<<<<
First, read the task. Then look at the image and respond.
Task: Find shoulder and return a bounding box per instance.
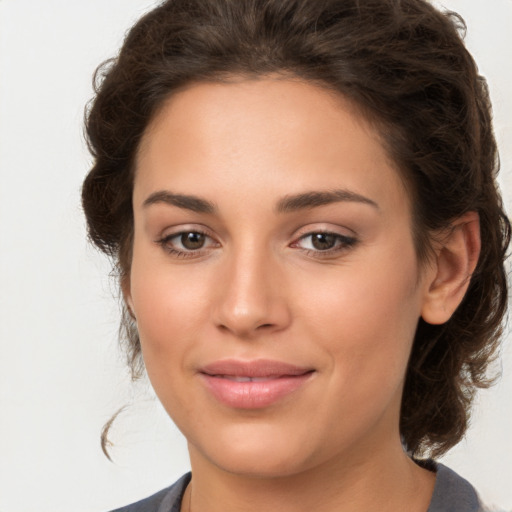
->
[427,463,485,512]
[107,473,191,512]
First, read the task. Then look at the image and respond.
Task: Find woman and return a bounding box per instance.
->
[83,0,510,512]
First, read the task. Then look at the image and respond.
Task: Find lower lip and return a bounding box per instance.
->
[201,373,312,409]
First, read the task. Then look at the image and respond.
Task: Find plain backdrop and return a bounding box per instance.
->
[0,0,512,512]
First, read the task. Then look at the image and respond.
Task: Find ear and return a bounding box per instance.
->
[421,212,480,324]
[121,275,137,320]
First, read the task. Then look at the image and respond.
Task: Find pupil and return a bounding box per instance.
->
[312,233,336,251]
[181,232,204,250]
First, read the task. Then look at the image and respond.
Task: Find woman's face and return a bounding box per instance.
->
[125,78,428,476]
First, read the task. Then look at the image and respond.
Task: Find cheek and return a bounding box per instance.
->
[130,255,208,358]
[297,245,421,390]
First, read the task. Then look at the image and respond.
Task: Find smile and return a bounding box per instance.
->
[199,360,314,409]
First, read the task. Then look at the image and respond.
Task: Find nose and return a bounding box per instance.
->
[215,245,291,338]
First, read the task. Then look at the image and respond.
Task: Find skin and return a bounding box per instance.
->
[124,77,479,512]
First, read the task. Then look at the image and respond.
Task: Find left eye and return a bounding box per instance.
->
[294,232,355,252]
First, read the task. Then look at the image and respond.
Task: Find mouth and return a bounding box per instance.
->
[199,359,315,409]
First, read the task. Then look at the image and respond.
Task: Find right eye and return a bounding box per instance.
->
[157,230,218,258]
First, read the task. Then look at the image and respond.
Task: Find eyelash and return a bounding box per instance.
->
[156,229,358,259]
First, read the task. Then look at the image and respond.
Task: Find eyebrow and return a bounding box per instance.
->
[276,190,379,213]
[142,190,217,214]
[143,190,379,214]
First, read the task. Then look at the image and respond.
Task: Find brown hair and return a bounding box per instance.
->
[82,0,510,456]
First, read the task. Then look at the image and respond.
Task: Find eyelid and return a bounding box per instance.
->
[155,224,220,258]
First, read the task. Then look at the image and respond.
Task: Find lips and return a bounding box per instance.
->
[199,359,314,409]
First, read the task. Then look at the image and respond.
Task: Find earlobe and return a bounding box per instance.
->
[121,277,137,320]
[421,212,480,324]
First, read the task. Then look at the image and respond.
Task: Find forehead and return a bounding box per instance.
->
[135,77,405,216]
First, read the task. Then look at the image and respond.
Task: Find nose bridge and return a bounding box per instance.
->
[216,240,289,337]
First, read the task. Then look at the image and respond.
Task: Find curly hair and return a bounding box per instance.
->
[82,0,510,457]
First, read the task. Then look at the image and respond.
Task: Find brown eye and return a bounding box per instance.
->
[311,233,339,251]
[180,231,206,251]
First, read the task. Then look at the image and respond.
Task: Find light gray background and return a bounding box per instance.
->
[0,0,512,512]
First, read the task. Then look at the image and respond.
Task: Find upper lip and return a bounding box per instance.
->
[199,359,313,378]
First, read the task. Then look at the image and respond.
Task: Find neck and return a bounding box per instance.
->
[182,440,435,512]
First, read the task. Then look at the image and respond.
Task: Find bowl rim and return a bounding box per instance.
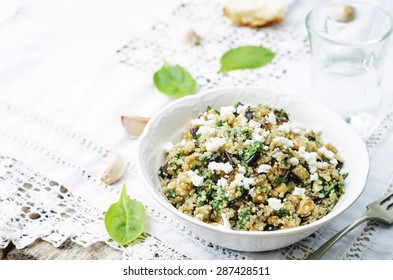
>>>>
### [Stated problem]
Can you set out every line of the items above as a JSON list of strings, one string per line, with blank lines dropped and the pictures left out?

### [Solution to the exercise]
[
  "First, read the task. Then look at the image and respond.",
  "Task: Find shoulder and return a bounding box per instance.",
  "->",
  "[427,463,485,512]",
  "[107,473,191,512]",
  "First, read the task. Then look at the image and respond.",
  "Task: Find woman and return a bounding box per instance.",
  "->",
  "[83,0,510,512]",
  "First, read the task. Then look at the image and respond.",
  "Task: Find lower lip and return a bounding box per instance.",
  "->",
  "[201,373,312,409]",
  "First, read the task. Then look at the image and respond.",
  "Task: Find plain backdrop and return a bounding box per instance.",
  "->",
  "[0,0,512,512]",
  "First, read the task. Then look at the image and respond.",
  "Task: Find ear and return a bounding box per instance.",
  "->",
  "[421,212,480,324]",
  "[121,275,137,320]",
  "First, read the task. Then look at the image and respond.",
  "Task: Find pupil and return a bounding box per instance.",
  "->",
  "[312,233,336,251]",
  "[181,232,204,250]",
  "First, read the task. Then look at the image and respond.",
  "Task: Find woman's face and return a bounding box per instance.",
  "->",
  "[125,78,428,476]",
  "First, read the task. Then look at the image and respond.",
  "Task: Find cheek and return a bounding box per instance.",
  "->",
  "[130,255,208,358]",
  "[297,245,421,390]",
  "First, read the task. Then look at the image and respond.",
  "Task: Find smile and return a bounding box per instance.",
  "->",
  "[199,360,314,409]",
  "First, read the task. Then look at the image and respond.",
  "Task: Find nose and return a bounding box per instance.",
  "->",
  "[215,245,291,338]",
  "First, read the task. Then look at the image and respond.",
  "Task: Find skin and return a bounding box per instance.",
  "->",
  "[124,77,479,512]",
  "First, read the task. Then look at the image and respond.",
  "Task: Find left eye and return a bounding box per instance.",
  "->",
  "[294,232,355,252]",
  "First, read the task. Then look at the image and respond.",
  "Task: Find mouth and return a bounding box per instance.",
  "->",
  "[199,359,315,409]",
  "First, read the task. Then look at the image and respond.",
  "Task: Find right eye and return a bounding box per instance.",
  "->",
  "[157,230,218,258]",
  "First, read the task. Then look at the image and respond.",
  "Task: Find eyelash and return a bounding box per instance.",
  "->",
  "[156,229,358,259]",
  "First, read the task. Then look at the image and respond.",
  "Task: Find eyebrow and return a bounding box per instance.",
  "->",
  "[276,190,379,213]",
  "[142,190,217,214]",
  "[143,190,379,214]",
  "First, read the task. Then look at the image and respond.",
  "Task: Find brown hair and return a bounding box per instance.",
  "->",
  "[82,0,510,456]",
  "First, read the task. Then look at the image and respond.",
  "Task: Find eyelid and return a bounding box per instance.",
  "->",
  "[155,224,220,258]",
  "First, read the task. Then look at the image and respond.",
  "Task: Find lips and return a bounding box per instance.",
  "->",
  "[199,359,314,409]",
  "First, read the task. Then look at the image and respond.",
  "Task: Find earlobe and return a bounding box per instance.",
  "->",
  "[121,277,137,320]",
  "[421,212,480,324]",
  "First, read the task. Then look at the image and respond.",
  "Task: Find forehead and return a bounding box per instance.",
  "->",
  "[135,77,405,216]",
  "First, read the task. Then look at the image and respond.",
  "Task: Find nose bridge and return a bounding box per instance.",
  "->",
  "[216,240,289,337]",
  "First, read the task. Then look at the image and respond.",
  "Task: Find curly hair and return a bounding box per instance.",
  "->",
  "[82,0,510,457]",
  "First, read the task. Then look at the image and respond.",
  "Task: Find brown eye and return a bounding box per instance.",
  "->",
  "[311,233,339,251]",
  "[180,231,206,251]",
  "First, read the task. Then look at the image and respond.",
  "Task: Find light gray background and return a bounding box per instance.",
  "->",
  "[0,0,512,512]",
  "First, read the task. Then look at the image and respond.",
  "Task: Find upper lip and return a bounding box per instance.",
  "->",
  "[199,359,313,378]",
  "First, read the task. Then look at the image and respond.",
  "Task: Find neck and return a bounding box per instance.",
  "->",
  "[182,440,435,512]",
  "First, read the task. Then look at the image and respond.",
  "Task: Find bowl rim and return a bounding box per instance."
]